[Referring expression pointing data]

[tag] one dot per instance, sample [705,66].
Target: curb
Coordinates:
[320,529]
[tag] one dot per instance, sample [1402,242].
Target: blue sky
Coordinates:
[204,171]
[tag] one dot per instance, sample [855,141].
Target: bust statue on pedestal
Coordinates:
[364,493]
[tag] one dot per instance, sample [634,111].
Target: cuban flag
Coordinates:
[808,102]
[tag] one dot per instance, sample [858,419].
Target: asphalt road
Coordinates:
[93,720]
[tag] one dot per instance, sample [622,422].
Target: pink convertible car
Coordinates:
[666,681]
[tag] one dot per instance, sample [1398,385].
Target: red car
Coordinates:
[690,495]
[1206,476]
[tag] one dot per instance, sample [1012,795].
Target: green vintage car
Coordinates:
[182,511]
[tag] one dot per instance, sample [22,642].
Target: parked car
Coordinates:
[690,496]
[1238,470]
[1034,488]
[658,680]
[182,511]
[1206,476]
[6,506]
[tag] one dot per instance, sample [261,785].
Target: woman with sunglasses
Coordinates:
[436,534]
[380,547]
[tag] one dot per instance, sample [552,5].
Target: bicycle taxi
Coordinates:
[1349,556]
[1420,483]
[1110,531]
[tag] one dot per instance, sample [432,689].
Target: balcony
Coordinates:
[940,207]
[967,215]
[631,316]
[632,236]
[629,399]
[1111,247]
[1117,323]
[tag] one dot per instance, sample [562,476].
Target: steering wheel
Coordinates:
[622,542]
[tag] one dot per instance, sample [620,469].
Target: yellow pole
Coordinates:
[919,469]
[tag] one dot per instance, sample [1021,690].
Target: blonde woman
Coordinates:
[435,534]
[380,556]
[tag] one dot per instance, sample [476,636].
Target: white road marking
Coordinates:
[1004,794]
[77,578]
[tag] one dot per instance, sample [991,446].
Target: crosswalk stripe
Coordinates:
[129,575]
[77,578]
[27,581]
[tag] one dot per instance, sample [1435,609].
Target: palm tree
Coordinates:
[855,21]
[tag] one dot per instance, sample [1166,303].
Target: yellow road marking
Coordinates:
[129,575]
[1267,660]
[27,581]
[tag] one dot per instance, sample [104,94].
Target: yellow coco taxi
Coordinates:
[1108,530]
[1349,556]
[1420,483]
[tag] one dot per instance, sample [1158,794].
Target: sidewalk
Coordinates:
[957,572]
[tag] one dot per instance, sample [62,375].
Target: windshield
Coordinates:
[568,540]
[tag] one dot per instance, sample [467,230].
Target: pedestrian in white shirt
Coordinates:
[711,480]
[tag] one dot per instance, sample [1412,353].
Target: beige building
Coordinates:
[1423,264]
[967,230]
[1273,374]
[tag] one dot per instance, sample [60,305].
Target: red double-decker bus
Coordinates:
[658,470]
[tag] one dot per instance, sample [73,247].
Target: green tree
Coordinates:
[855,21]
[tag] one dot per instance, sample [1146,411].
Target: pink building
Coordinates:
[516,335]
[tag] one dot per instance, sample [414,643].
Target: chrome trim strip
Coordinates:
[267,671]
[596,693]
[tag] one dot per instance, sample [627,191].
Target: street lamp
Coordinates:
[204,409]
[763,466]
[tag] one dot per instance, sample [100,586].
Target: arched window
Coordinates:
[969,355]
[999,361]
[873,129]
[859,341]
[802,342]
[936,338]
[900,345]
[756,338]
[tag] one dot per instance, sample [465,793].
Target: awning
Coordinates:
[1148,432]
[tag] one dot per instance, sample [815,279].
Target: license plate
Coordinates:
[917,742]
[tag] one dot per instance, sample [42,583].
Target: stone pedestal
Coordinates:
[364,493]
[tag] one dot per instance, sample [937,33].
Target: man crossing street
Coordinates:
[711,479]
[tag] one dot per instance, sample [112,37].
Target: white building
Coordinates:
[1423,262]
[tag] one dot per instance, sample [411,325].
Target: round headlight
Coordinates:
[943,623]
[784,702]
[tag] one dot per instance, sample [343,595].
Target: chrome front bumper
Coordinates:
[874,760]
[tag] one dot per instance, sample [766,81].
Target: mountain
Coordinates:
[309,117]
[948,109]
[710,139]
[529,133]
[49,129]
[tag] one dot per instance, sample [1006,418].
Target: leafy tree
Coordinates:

- EXERCISE AIM -
Exactly how many lines in the data above hold "chrome"? State that number only.

- EXERCISE ANSWER -
2